§ **AIM OF THE EXERCISE**: Return the data below word for word, omitting the pictures.

■ ■ ■ ■

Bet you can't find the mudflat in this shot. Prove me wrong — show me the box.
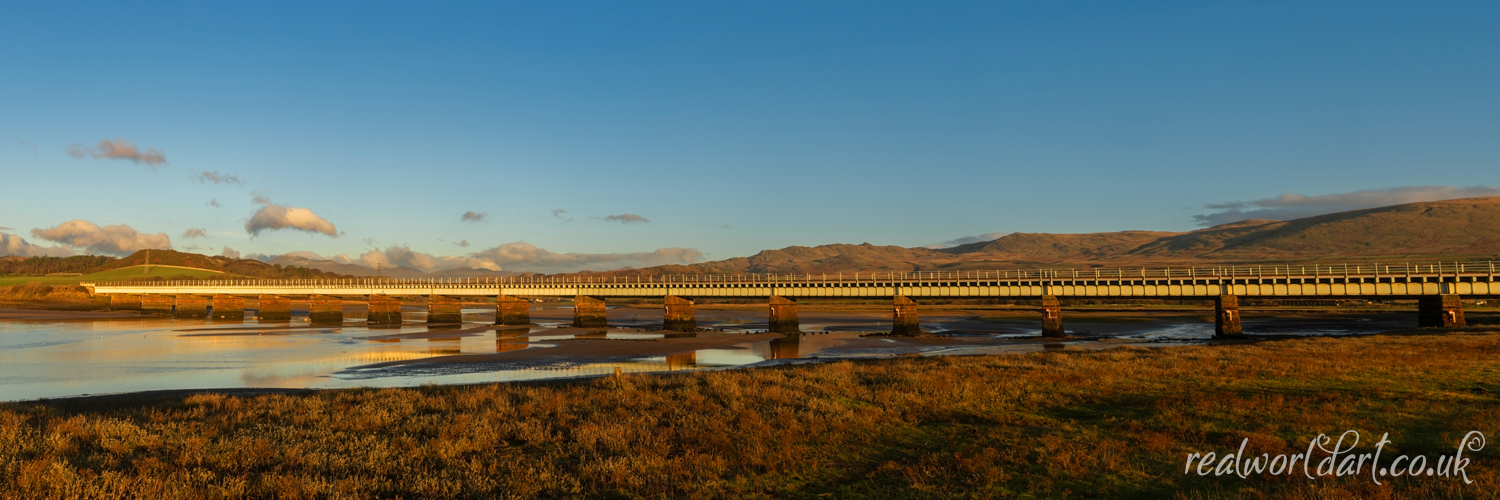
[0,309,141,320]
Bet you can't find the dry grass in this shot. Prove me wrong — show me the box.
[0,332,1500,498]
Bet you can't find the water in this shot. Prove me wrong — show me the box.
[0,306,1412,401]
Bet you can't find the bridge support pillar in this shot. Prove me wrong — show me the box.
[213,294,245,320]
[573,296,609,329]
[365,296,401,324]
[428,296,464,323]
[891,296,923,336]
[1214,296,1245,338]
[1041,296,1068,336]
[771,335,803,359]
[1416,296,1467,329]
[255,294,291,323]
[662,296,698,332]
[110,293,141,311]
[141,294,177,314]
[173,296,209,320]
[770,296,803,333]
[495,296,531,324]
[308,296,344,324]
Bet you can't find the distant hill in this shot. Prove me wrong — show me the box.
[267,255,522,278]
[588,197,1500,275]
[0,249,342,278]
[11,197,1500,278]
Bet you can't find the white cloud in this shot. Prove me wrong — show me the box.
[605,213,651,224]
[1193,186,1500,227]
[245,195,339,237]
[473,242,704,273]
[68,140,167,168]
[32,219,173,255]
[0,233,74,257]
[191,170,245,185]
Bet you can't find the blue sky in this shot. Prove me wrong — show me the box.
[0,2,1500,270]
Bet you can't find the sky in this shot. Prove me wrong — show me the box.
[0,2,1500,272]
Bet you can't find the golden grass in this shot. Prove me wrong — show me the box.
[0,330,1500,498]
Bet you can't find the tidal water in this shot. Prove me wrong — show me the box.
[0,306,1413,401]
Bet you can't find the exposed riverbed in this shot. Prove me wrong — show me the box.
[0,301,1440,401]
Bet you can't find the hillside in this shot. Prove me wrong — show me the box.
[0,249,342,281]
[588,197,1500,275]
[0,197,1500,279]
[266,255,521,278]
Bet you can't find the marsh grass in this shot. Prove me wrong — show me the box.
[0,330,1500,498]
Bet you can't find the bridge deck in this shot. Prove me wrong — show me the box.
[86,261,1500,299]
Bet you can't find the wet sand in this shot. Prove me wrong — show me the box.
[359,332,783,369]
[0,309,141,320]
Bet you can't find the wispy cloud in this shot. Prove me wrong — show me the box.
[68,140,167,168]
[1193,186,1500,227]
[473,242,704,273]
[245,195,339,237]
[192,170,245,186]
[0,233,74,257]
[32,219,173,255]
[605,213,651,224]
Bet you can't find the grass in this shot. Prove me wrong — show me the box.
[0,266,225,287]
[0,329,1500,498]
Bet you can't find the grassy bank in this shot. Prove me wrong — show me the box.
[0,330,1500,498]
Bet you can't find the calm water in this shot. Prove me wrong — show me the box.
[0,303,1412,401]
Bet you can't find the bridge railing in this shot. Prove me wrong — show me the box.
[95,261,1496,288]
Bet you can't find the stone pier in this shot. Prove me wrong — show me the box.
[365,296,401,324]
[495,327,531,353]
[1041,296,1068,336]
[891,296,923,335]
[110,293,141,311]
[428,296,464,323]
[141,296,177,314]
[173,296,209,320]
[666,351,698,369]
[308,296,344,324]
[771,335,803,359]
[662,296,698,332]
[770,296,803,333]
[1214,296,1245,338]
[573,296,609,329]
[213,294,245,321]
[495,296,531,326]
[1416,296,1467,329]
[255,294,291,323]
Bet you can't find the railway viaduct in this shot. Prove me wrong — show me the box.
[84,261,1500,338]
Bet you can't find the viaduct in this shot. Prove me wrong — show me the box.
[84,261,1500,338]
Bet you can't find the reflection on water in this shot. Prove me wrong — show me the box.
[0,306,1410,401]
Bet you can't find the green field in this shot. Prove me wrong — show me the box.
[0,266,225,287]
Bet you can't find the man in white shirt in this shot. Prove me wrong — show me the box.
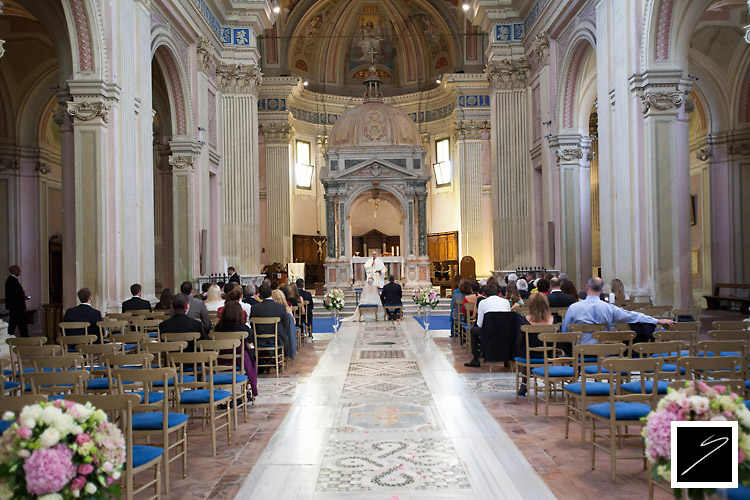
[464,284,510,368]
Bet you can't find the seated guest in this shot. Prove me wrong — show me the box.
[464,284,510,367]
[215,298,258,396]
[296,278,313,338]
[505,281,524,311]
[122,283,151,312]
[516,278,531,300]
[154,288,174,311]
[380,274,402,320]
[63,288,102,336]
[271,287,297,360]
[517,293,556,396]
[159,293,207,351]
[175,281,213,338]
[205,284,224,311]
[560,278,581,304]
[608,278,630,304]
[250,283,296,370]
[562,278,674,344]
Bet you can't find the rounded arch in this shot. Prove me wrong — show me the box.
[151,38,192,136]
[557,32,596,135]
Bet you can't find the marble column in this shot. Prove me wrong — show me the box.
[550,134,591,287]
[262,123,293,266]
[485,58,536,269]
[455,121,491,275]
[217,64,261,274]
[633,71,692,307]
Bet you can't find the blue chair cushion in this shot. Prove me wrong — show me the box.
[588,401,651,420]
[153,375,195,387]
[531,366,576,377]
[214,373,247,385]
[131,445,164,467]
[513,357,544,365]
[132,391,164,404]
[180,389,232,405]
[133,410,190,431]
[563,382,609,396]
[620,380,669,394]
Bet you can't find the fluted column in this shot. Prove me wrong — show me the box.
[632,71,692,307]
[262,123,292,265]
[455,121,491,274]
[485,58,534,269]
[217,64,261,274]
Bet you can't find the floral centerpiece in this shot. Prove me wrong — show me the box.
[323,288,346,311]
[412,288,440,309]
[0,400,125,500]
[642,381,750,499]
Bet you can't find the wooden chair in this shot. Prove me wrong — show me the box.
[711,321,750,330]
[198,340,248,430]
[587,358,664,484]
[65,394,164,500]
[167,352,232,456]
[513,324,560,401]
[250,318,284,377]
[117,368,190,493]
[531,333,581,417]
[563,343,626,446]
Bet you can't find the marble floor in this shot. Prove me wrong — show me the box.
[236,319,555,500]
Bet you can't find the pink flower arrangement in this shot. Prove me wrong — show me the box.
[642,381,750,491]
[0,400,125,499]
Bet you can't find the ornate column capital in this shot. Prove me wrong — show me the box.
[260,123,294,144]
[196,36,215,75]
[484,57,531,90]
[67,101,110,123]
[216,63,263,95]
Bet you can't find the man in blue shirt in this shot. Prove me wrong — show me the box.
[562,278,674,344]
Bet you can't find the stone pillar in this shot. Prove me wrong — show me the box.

■ ■ ■ ■

§ **RESULT OF THE EXERCISE**:
Bet you can't find the mudflat in this shot. Prove me wrong — show me the box.
[0,309,141,320]
Bet you can't find the dry grass in this shot. Prove me wrong — show me the box.
[0,332,1500,498]
Bet you can't find the water in this shot. Prove me wrong — show me the box.
[0,306,1412,401]
Bet you can't find the bridge support pillar in this shot. Prove me wrong — show me the box.
[213,294,245,320]
[573,296,609,329]
[365,296,401,324]
[428,296,464,323]
[891,296,923,336]
[1214,296,1245,338]
[1041,296,1068,336]
[771,335,803,359]
[1416,296,1467,329]
[255,294,291,323]
[662,296,698,332]
[110,293,141,311]
[141,294,177,314]
[173,296,209,320]
[770,296,803,333]
[495,296,531,324]
[308,296,344,324]
Bet you can't find the distant hill in this shot. Prove me wrong — show me the box.
[267,255,522,278]
[588,197,1500,275]
[0,249,342,278]
[11,197,1500,278]
Bet you can't find the white cloud in this shot. Prove me wrong — show me the box.
[605,213,651,224]
[1193,186,1500,227]
[245,195,339,237]
[473,242,704,273]
[68,140,167,168]
[32,219,173,255]
[0,233,74,257]
[191,170,245,185]
Bet you can't find the blue sky in this shot. Prove me wrong — show me the box.
[0,2,1500,270]
Bet you can't find the sky in this shot. Prove me wrong — show me the box.
[0,2,1500,272]
Bet you can't find the golden grass in this shot. Prove me wrong — show me the box.
[0,330,1500,498]
Bet you can't find the tidal water in this shot. Prove me wrong — show me the box.
[0,306,1413,401]
Bet you can't find the exposed riverbed in this shot. Prove me wrong — show me the box.
[0,301,1440,401]
Bet you can't find the hillside in this shot. Prove me wrong — show me the box.
[0,249,342,281]
[588,197,1500,275]
[0,197,1500,279]
[266,255,521,278]
Bet you can't find the marsh grass in this shot. Prove me wrong — show me the box.
[0,330,1500,498]
Bet you can't find the bridge deck in this shot. Prove me wrong — show me the box.
[86,261,1500,299]
Bet you can't find the wet sand in this shot. Prove me wrong — show me the box.
[359,332,783,369]
[0,309,141,320]
Bet you can't find the wispy cloud in this shot. Prove me wrong — show me the box.
[68,140,167,168]
[1193,186,1500,227]
[473,242,704,273]
[245,195,339,237]
[192,170,245,186]
[0,233,74,257]
[32,219,173,255]
[605,213,651,224]
Bet you can't find the grass in this shot. Prove me wrong — show me the box.
[0,266,225,287]
[0,329,1500,498]
Bet you can't find the grassy bank in this shot. Prove me wrong — show me the box.
[0,330,1500,498]
Bet you can't find the calm water in this shot. Prove me wrong — show me the box.
[0,303,1412,401]
Bet you can't find the bridge railing in this shot. Prove me wrong — show me the box.
[95,261,1496,288]
Bet you can't find the stone pier in this shot. Prove me wrong — show me the box.
[365,296,401,324]
[495,327,531,353]
[1041,296,1068,336]
[891,296,923,335]
[110,293,141,311]
[428,296,464,323]
[141,296,177,314]
[173,296,209,320]
[666,351,698,369]
[308,296,344,324]
[771,335,803,359]
[662,296,698,332]
[770,296,803,333]
[1214,296,1245,338]
[573,296,609,329]
[213,294,245,321]
[495,296,531,326]
[1416,296,1467,329]
[255,294,291,323]
Bet you can't find the railway viaduct in this shot. Prove me wrong — show me the box.
[84,261,1500,338]
Bet you can't find the viaduct in this shot. Prove me wrong — show me the box.
[84,261,1500,338]
Bet you can't find the reflection on water in this shot. Prove me wrong — show me the box.
[0,306,1410,401]
Bet you can't find the green field in this shot. Prove me wrong — show me the box.
[0,266,225,287]
Bet you can't find the man in white shirt in this shot. Prove me wrong — show me the box.
[464,284,510,368]
Bet you can't find the seated guest in this shot. Prove me wrong — show me the box.
[464,284,510,367]
[215,298,258,396]
[296,278,313,338]
[505,281,524,311]
[122,283,151,312]
[516,278,531,300]
[154,288,174,311]
[380,274,402,320]
[63,288,102,336]
[271,287,297,360]
[517,293,556,396]
[159,293,207,351]
[175,281,213,338]
[205,284,224,311]
[560,278,581,304]
[608,278,630,304]
[250,283,296,370]
[562,278,674,344]
Bet you can't find the rounded arch in this shot. Prove me wrong — show me the box.
[151,38,192,136]
[557,32,596,135]
Bet you can't find the marble column in this shot. Prove me wrong — show me the box.
[550,134,591,287]
[262,123,293,266]
[485,58,536,269]
[455,121,491,275]
[217,64,261,274]
[633,71,692,307]
Bet you can't find the blue chair cushion in this shot. Prove me wrong — show me the box.
[588,401,651,420]
[153,375,195,387]
[531,366,576,377]
[214,373,247,385]
[131,445,164,467]
[513,357,544,365]
[132,391,164,404]
[180,389,232,405]
[133,410,190,431]
[563,382,609,396]
[620,380,669,394]
Bet you can't find the fluted column in this shot. Prove me wrong — show me the box.
[632,71,692,307]
[262,123,292,265]
[455,121,491,274]
[485,58,534,269]
[217,64,261,274]
Bet you can't find the floral centerpiece in this shot. Prove me wrong — show me the box.
[323,288,346,311]
[412,288,440,309]
[0,400,125,500]
[642,381,750,499]
Bet you can't find the wooden chair in this shot. Prove me wrong — show me the box.
[711,321,750,330]
[198,340,248,430]
[587,358,664,484]
[65,394,164,500]
[167,352,232,456]
[513,324,560,401]
[250,318,284,377]
[117,368,190,493]
[531,333,581,417]
[563,343,626,446]
Bet you can't find the marble floor in this shot. Prove me wrong — show me the box.
[236,319,555,500]
Bet you can't find the pink flower arrangement in this shot. Prove me wrong — show me the box.
[642,381,750,491]
[0,400,125,499]
Bet you can't find the ornate column capital in this shot. Prove me wrong — show me the box.
[260,123,294,144]
[196,36,215,75]
[484,57,531,90]
[67,101,110,123]
[216,63,263,95]
Bet you can't find the man in blue shirt in this shot. Prove me wrong — show me the box.
[562,278,674,344]
Bet you can't find the stone pillar in this shot. Prove me wrong — show me the box.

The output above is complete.